(Saved entries)
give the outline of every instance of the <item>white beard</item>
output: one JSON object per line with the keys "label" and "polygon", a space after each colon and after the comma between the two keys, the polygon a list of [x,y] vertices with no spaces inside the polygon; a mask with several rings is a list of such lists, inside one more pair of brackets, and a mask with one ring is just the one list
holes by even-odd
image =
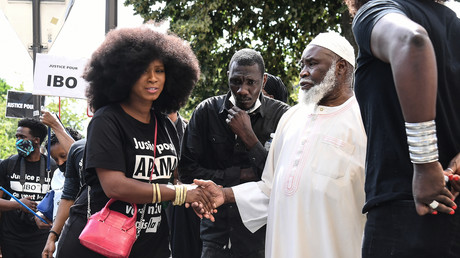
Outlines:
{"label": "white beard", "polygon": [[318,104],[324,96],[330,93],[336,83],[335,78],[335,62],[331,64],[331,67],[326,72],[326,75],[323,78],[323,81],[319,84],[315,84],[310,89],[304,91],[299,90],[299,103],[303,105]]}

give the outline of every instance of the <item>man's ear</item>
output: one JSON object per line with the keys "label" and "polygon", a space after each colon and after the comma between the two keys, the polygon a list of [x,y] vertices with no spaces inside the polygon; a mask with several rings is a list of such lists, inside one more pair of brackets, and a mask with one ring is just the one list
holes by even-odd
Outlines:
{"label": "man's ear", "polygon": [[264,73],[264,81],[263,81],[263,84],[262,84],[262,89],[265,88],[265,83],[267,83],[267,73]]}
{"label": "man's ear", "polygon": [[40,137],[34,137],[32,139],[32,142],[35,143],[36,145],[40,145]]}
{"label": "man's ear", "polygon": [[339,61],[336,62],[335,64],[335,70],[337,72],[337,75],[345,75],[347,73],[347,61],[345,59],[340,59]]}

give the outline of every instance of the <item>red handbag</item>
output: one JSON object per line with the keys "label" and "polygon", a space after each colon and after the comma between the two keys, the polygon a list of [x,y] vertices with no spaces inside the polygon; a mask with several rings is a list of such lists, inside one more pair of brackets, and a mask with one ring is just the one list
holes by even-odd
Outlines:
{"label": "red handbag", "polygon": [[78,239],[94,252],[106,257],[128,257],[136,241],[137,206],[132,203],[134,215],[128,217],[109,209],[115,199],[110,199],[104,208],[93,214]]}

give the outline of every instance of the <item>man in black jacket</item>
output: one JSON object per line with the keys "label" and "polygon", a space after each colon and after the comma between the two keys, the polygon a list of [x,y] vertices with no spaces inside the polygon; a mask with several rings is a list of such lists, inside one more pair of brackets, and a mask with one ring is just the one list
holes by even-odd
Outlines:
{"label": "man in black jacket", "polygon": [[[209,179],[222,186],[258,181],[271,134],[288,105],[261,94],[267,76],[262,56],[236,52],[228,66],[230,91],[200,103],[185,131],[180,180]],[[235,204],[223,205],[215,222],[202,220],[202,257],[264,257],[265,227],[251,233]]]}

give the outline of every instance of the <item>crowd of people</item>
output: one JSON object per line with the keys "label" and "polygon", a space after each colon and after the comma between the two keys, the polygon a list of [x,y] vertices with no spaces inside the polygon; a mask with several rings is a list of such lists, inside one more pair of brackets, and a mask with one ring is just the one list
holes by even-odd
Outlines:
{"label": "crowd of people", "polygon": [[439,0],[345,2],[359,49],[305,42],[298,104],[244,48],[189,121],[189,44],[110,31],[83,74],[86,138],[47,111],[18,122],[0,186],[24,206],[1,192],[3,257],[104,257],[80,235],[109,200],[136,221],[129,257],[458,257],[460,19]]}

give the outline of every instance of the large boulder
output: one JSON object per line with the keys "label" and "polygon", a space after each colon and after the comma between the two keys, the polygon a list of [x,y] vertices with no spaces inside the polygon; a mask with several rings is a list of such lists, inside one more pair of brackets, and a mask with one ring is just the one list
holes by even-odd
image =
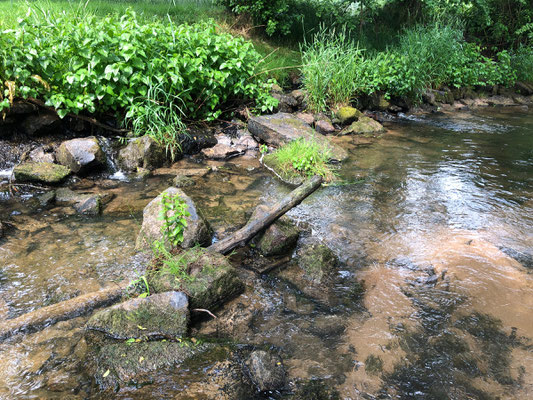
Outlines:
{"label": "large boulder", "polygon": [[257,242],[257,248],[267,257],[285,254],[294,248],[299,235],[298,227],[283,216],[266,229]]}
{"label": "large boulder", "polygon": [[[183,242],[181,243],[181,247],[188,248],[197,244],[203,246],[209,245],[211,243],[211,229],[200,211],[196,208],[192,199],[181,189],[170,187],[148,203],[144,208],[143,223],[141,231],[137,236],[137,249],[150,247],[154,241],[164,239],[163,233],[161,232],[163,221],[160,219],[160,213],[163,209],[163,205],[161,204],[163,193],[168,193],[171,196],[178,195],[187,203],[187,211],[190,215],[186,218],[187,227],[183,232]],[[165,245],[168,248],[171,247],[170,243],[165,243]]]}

Exercise brief >> For each line in the entries that contains the string "give", make a copy.

Response to the exercise >>
give the outline of every instance of the <item>white beard</item>
give the outline of every instance of the <item>man's ear</item>
give the outline of every instance of the <item>red handbag</item>
give the outline of every instance of the <item>man in black jacket</item>
give the outline of every instance of the <item>crowd of people</item>
give the outline of every instance of the large boulder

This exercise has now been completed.